══ Given information ══

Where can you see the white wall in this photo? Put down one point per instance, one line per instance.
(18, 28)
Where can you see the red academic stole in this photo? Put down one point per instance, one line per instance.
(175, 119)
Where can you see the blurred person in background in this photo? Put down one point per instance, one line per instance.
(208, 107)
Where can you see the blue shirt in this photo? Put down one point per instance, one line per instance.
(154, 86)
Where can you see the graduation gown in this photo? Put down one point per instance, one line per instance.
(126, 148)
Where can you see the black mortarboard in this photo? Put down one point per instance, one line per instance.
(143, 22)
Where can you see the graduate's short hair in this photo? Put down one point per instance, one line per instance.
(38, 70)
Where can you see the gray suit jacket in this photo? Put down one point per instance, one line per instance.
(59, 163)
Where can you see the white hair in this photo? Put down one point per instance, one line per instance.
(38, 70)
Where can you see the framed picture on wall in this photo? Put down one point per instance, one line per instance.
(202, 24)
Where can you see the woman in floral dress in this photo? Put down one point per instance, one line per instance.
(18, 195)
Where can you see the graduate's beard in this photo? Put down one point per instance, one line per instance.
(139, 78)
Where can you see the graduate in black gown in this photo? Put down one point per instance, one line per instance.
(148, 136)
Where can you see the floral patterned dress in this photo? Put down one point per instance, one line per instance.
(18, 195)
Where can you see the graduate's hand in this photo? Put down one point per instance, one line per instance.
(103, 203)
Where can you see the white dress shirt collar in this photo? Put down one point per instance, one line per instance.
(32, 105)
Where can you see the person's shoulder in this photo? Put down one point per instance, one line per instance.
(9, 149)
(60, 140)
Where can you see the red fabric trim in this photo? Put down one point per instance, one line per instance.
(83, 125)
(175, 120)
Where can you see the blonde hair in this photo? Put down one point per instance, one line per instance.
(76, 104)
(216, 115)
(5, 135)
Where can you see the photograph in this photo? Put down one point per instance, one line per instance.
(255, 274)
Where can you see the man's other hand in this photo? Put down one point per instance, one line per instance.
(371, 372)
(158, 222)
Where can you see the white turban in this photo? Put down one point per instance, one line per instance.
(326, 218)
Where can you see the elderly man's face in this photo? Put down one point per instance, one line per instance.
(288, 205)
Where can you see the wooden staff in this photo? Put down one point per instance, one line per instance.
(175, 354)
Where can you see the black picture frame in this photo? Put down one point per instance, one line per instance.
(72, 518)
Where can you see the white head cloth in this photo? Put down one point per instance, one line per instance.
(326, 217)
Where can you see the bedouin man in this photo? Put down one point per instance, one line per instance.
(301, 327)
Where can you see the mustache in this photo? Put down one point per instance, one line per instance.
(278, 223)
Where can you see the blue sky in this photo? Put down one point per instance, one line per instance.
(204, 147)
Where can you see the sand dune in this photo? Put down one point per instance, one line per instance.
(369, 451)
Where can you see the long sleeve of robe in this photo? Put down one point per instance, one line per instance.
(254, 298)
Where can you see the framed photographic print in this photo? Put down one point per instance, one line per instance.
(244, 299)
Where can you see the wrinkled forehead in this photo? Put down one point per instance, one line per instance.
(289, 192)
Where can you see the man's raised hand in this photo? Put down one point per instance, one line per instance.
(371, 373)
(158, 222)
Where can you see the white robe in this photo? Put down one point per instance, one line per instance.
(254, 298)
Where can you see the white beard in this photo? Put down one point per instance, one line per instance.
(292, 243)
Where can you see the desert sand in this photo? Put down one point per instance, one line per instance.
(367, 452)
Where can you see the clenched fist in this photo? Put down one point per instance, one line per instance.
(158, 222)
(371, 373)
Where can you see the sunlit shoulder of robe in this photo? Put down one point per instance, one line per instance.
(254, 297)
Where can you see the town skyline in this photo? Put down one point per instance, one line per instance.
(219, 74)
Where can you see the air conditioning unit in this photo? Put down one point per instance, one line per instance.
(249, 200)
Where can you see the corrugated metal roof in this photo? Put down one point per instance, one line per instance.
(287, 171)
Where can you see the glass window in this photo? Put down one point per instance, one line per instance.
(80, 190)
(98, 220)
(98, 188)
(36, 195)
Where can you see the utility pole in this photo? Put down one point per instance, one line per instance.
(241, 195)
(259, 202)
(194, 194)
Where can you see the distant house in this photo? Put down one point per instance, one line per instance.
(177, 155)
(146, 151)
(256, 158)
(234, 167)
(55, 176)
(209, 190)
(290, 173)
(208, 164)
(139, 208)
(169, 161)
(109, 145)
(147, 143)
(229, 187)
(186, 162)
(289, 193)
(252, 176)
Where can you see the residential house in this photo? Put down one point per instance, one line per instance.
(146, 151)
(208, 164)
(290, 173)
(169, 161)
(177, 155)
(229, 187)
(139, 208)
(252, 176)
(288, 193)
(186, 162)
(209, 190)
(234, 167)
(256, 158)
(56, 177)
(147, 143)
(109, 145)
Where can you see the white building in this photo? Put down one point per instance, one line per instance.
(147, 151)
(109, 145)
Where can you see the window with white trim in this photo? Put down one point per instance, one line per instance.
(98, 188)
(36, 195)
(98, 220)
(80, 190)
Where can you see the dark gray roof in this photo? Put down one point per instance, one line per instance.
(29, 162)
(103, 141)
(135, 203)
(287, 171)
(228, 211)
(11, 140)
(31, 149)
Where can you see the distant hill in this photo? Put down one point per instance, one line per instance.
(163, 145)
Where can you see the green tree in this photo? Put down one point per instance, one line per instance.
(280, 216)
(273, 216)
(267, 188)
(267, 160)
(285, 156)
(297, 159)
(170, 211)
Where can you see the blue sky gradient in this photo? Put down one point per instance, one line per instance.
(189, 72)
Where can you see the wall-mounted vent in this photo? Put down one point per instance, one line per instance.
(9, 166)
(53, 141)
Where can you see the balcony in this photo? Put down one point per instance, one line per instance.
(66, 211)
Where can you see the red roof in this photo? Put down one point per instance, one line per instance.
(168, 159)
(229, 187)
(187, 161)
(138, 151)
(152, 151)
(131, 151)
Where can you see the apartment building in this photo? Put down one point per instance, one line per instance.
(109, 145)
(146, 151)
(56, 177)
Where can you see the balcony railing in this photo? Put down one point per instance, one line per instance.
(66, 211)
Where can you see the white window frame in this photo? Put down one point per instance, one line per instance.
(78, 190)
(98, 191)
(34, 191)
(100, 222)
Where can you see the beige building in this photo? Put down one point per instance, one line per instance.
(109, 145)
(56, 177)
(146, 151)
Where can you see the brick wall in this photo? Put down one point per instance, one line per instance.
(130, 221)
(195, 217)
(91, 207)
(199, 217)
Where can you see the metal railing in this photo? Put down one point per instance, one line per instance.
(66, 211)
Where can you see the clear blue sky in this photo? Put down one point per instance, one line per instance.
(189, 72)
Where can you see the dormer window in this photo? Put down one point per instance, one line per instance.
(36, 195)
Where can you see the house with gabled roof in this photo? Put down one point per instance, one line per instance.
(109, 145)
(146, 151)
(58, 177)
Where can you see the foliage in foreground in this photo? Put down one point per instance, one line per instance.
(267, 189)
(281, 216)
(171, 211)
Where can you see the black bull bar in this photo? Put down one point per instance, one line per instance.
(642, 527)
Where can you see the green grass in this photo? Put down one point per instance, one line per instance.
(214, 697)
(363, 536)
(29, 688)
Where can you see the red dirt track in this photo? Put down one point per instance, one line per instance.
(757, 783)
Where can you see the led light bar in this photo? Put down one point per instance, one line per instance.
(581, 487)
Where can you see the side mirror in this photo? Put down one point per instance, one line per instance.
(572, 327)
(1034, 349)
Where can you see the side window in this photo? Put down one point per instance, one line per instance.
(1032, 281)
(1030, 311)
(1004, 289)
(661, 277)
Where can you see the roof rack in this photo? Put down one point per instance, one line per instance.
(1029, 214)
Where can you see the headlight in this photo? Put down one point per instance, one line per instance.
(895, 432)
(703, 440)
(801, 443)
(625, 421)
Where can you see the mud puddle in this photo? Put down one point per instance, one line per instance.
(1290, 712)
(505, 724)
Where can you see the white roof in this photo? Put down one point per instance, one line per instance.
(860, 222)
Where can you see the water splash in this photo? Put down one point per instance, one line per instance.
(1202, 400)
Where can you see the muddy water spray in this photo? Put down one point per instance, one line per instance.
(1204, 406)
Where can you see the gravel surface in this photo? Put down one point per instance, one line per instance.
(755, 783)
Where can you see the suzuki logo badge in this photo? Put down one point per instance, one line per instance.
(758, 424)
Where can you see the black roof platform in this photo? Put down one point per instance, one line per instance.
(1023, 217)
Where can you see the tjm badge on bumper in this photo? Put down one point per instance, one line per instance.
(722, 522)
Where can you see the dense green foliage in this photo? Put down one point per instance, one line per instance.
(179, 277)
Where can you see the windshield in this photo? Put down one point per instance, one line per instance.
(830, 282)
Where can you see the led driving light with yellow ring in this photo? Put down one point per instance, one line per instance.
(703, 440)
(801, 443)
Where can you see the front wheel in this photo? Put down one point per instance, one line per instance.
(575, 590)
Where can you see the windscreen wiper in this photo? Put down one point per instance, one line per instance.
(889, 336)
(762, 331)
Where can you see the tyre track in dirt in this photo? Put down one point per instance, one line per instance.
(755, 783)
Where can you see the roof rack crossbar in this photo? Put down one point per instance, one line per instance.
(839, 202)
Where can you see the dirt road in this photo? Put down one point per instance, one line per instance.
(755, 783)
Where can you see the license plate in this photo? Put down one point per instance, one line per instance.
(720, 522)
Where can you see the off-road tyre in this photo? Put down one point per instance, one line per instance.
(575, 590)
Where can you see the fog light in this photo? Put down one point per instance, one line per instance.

═══

→ **What you have to do**: Starting at the line with "Where can you see the license", copy every line up to and including the last one in the entries above.

→ **Exercise answer**:
Where can you see the license plate in this photo? Put down one point per instance, one line per instance.
(720, 522)
Where can you see the off-road tyre in this photo? Put down one point per instance, one line per instance.
(575, 590)
Where can you see the fog light in this photo? Put down one point per instance, one line per instance.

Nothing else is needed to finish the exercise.